Problem 1: In the entries, retype every line from the line containing "UI element grounding: the rear" up to and including the line containing "[65,206,208,480]", without changing anything.

Extracted text:
..............................
Quickstart
Install LakeTS on a Lakebase instance, create a ChronoTable, run your first time-series query. The whole flow takes about five minutes.
Prerequisites
- A Databricks workspace with Lakebase enabled
- A Lakebase autoscale instance running PostgreSQL 17 or later (LakeTS is not supported on provisioned instances or earlier Postgres versions)
- A PostgreSQL client (
psql, DBeaver, or any Postgres-compatible tool)
1. Install LakeTS
Pick the install path that matches how you got the LakeTS code. All three paths produce the same end state.
- From a release artifact (recommended)
- From a git clone
- From source (all modules)
Download the signed single-file release, verify it, then run it against your Lakebase instance:
curl -LO https://github.com/databricks-solutions/lakets/releases/latest/download/lakets.sql
curl -LO https://github.com/databricks-solutions/lakets/releases/latest/download/lakets.sql.sha256
sha256sum -c lakets.sql.sha256
psql -q -h <your-lakebase-host> -U <user>@databricks.com -d <database> -f lakets.sql
Clone the repo and run the bundled single-file installer:
git clone https://github.com/databricks-solutions/lakets.git
cd lakets
psql -q -h <your-lakebase-host> -U <user>@databricks.com -d <database> -f dist/lakets.sql
If you want to install module-by-module (e.g. to skip optional modules), run the top-level installer that loads each sql/NN_*.sql file in order:
git clone https://github.com/databricks-solutions/lakets.git
cd lakets
psql -q -h <your-lakebase-host> -U <user>@databricks.com -d <database> -f sql/99_install.sql
Verify the install:
SELECT version, installed_at, modules FROM lakets._version
ORDER BY installed_at DESC LIMIT 1;
2. Create your first ChronoTable
A ChronoTable is a time-partitioned table — LakeTS's core abstraction for time series data.
..............................
Input records:
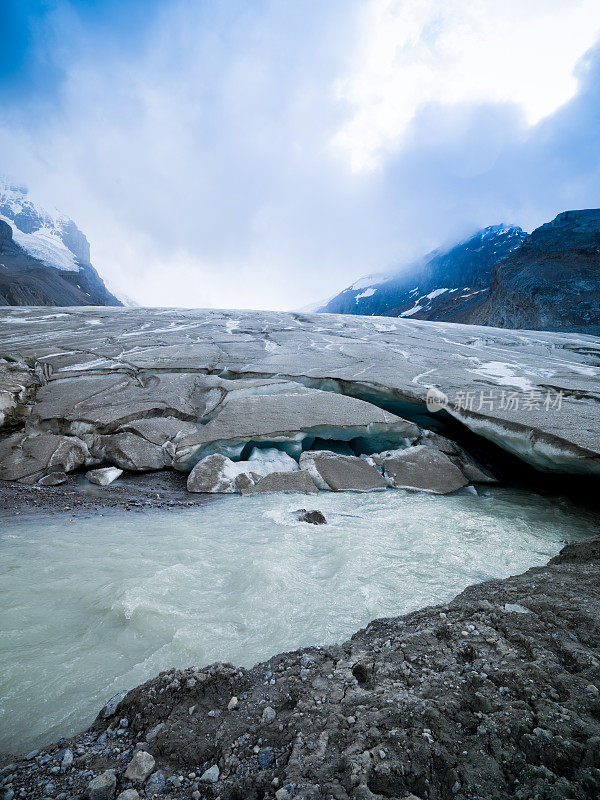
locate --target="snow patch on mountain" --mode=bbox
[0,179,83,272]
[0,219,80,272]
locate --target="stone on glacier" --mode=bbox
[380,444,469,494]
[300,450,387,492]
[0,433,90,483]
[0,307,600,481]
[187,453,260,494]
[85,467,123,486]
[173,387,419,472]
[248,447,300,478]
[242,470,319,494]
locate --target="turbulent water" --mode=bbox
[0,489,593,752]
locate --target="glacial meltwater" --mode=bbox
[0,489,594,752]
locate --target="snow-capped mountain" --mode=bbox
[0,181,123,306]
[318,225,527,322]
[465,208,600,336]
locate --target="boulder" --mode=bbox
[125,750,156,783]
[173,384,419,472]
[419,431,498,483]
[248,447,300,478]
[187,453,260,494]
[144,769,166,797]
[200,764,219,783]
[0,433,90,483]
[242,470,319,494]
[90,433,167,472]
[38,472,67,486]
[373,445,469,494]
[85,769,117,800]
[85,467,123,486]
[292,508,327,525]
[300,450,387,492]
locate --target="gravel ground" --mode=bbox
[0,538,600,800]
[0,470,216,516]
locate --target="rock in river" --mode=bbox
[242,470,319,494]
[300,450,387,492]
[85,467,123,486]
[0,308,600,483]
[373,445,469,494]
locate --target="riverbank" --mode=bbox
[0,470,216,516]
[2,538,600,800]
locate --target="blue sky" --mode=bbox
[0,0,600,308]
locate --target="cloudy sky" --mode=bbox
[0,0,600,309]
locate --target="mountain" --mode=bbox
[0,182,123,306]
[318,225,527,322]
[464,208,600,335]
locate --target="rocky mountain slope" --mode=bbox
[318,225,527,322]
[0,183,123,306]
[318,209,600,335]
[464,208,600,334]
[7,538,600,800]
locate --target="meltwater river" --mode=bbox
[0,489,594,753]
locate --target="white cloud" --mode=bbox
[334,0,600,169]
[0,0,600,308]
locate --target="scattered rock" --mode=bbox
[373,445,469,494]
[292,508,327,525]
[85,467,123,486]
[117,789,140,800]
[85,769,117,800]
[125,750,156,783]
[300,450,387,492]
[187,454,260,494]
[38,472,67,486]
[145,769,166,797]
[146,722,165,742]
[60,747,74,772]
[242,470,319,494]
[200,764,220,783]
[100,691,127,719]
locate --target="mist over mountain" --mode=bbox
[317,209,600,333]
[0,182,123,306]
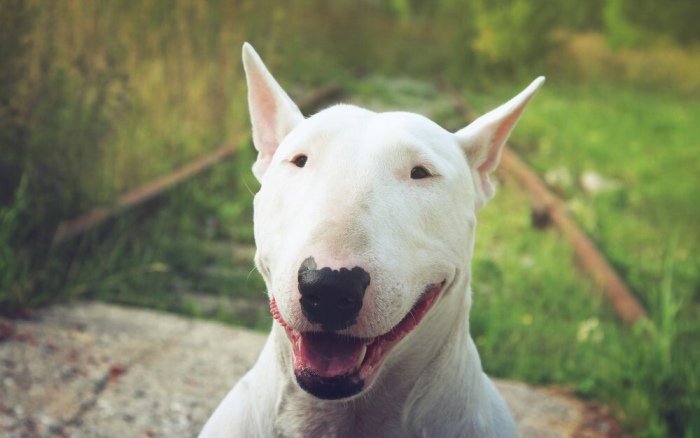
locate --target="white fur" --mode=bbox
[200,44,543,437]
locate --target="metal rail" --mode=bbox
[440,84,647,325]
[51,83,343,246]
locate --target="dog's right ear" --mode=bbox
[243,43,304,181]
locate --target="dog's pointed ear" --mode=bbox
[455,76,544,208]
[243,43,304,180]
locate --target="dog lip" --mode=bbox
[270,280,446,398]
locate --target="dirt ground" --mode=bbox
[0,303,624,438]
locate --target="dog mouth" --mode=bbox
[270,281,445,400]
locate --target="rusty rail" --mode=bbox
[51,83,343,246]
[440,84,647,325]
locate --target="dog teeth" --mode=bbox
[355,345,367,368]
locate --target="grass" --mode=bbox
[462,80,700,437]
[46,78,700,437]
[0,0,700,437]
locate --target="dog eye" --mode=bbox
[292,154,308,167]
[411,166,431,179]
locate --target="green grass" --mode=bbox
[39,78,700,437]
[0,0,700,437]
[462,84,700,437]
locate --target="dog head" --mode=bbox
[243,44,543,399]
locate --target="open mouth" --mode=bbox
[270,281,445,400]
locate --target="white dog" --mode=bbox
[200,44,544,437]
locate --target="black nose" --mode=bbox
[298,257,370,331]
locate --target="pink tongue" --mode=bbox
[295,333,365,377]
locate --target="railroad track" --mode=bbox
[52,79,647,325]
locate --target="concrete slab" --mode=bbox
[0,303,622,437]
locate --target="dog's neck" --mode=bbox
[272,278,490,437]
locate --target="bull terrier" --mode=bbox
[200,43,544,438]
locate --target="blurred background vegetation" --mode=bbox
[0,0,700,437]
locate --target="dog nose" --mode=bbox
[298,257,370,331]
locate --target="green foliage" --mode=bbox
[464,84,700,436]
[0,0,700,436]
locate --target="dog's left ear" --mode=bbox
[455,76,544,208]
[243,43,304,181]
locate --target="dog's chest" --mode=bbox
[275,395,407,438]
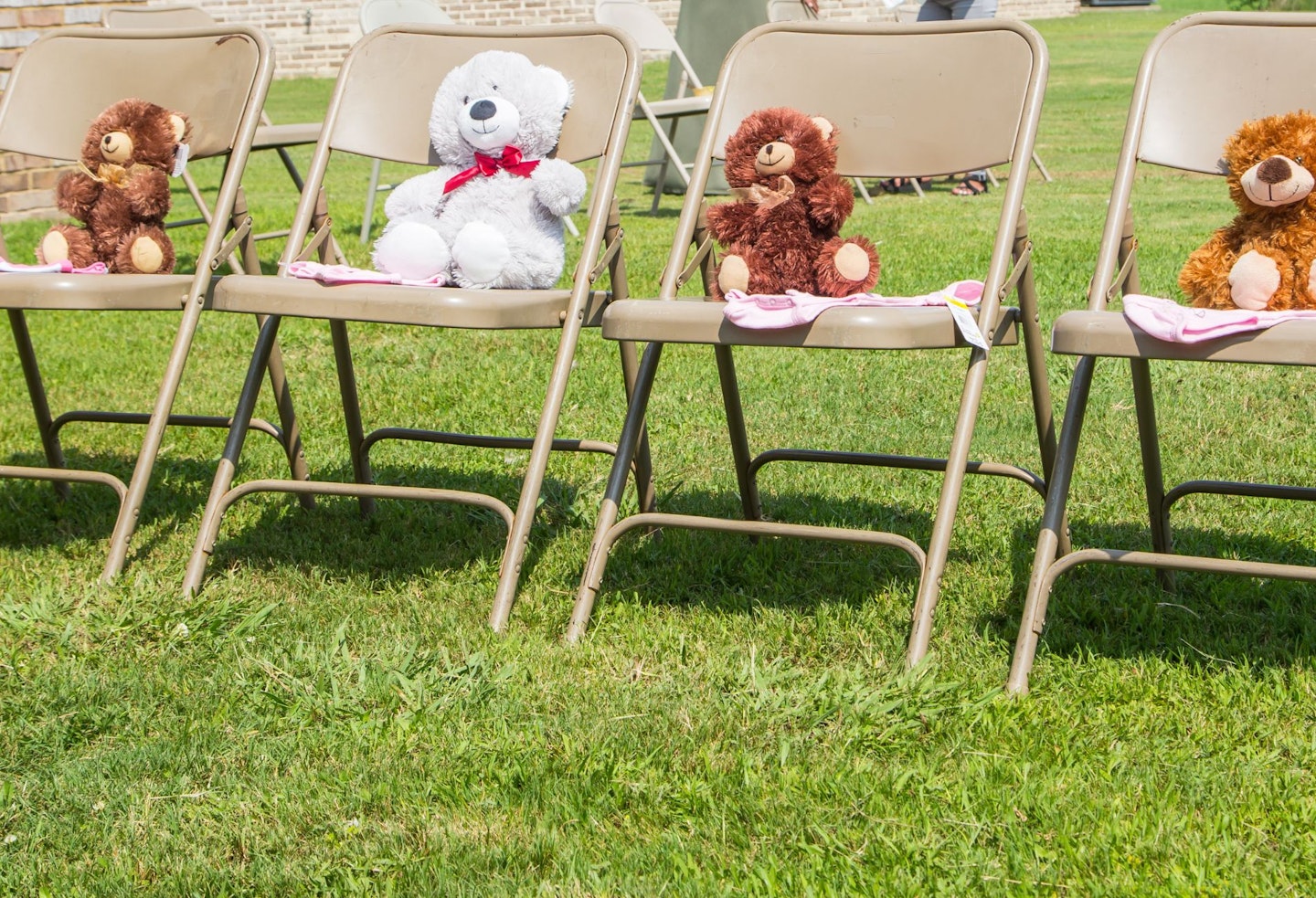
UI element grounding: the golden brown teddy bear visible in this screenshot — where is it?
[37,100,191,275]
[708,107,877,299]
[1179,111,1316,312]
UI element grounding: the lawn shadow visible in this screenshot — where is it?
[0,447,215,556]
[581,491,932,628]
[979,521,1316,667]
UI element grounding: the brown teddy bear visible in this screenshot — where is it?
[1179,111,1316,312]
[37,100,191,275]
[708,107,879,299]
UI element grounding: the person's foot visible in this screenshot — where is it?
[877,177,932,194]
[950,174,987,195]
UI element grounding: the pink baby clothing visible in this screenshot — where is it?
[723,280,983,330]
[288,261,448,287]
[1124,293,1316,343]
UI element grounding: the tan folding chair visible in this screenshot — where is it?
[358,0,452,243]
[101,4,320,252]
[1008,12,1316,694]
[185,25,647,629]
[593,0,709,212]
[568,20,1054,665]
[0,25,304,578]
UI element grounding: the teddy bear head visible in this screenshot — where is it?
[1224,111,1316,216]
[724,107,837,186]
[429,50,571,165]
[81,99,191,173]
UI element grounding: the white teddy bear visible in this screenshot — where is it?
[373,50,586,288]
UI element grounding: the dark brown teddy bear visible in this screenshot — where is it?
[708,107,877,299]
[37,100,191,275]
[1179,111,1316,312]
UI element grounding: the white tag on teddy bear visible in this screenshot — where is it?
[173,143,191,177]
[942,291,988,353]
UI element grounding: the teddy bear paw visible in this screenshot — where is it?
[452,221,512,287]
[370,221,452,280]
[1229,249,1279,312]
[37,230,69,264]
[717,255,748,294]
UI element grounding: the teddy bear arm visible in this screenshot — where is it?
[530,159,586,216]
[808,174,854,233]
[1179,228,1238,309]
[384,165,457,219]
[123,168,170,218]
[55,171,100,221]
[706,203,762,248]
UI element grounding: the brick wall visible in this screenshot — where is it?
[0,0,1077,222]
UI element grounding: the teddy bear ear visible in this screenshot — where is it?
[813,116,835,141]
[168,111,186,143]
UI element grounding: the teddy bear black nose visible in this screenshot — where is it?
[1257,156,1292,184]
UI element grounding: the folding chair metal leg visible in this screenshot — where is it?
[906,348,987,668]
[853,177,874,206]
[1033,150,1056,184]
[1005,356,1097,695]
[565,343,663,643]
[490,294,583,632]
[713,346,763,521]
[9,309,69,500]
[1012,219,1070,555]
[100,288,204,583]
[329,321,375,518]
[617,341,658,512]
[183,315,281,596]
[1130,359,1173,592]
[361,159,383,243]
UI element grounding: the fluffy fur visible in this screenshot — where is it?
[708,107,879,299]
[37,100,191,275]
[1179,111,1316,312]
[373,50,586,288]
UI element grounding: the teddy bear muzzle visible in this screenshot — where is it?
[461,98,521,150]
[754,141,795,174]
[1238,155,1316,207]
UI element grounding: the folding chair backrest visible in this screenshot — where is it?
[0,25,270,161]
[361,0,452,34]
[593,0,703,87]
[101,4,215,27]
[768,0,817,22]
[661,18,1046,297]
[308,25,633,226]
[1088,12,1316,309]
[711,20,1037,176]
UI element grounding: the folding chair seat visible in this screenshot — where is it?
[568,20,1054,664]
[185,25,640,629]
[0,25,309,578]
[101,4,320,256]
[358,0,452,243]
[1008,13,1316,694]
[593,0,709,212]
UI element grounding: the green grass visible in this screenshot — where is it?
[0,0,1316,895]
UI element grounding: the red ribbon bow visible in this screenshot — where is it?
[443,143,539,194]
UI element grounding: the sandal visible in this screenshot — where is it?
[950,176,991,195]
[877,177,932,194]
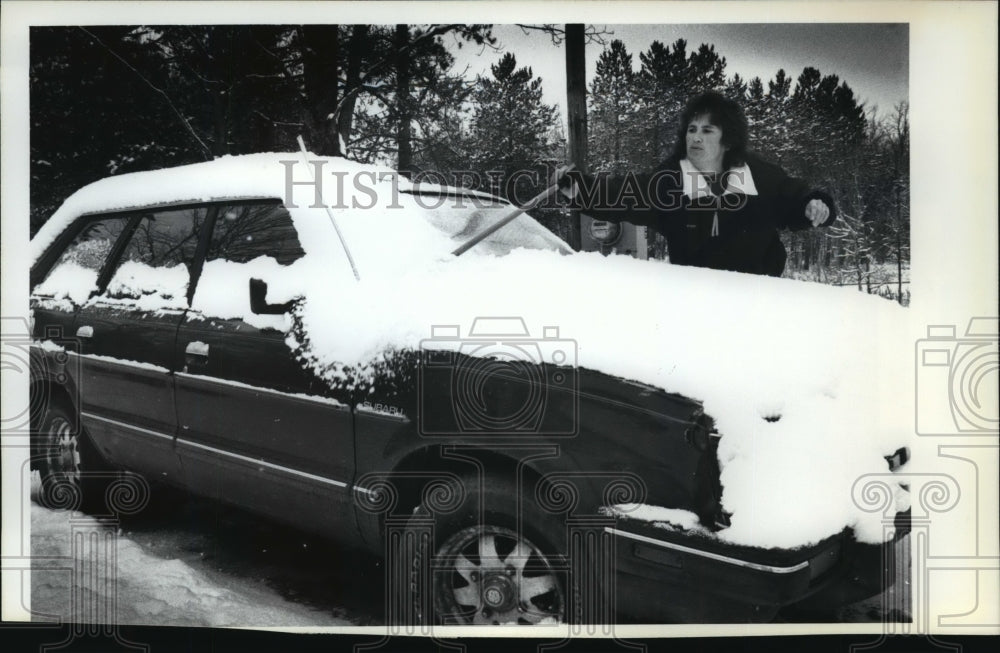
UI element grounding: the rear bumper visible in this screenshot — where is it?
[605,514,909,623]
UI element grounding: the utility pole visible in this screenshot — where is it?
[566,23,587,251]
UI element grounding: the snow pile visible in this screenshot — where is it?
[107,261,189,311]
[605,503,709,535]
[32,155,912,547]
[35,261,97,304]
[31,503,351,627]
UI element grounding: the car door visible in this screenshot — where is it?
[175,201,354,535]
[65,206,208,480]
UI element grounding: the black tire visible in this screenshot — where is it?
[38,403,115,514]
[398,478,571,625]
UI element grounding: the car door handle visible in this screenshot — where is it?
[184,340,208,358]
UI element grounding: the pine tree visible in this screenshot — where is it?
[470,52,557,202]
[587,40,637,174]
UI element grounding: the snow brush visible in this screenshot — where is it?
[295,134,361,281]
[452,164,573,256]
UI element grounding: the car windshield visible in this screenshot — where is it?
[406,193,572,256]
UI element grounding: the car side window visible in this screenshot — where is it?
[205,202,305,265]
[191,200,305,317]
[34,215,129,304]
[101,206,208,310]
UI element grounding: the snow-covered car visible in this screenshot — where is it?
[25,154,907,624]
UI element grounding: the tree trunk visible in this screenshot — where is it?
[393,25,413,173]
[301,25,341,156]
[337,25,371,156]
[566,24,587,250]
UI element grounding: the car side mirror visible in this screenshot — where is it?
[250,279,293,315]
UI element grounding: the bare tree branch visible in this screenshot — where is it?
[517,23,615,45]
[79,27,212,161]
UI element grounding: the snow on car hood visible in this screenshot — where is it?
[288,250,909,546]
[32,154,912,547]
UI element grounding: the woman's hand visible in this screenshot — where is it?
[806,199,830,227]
..............................
Problem 2:
Do the following statements agree with the LakeTS quickstart? Answer yes or no for each, and quote the words from the quickstart that decide it.
(a) LakeTS can be installed on provisioned Lakebase instances.
(b) The whole quickstart flow takes about five minutes.
(c) Installing from a release artifact is the recommended path.

Full output 1:
UI element grounding: the rear bumper visible in this screenshot — where is it?
[605,514,909,623]
UI element grounding: the utility pole visible in this screenshot — where is it?
[566,23,587,251]
UI element grounding: the snow pile visible in this screenshot — where is it?
[107,261,189,311]
[605,503,709,535]
[32,155,912,547]
[35,261,97,304]
[31,503,351,627]
UI element grounding: the car door visible in this screenshot — where is it?
[175,201,354,535]
[65,206,208,480]

Full output 2:
(a) No: "LakeTS is not supported on provisioned instances or earlier Postgres versions"
(b) Yes: "The whole flow takes about five minutes."
(c) Yes: "From a release artifact (recommended)"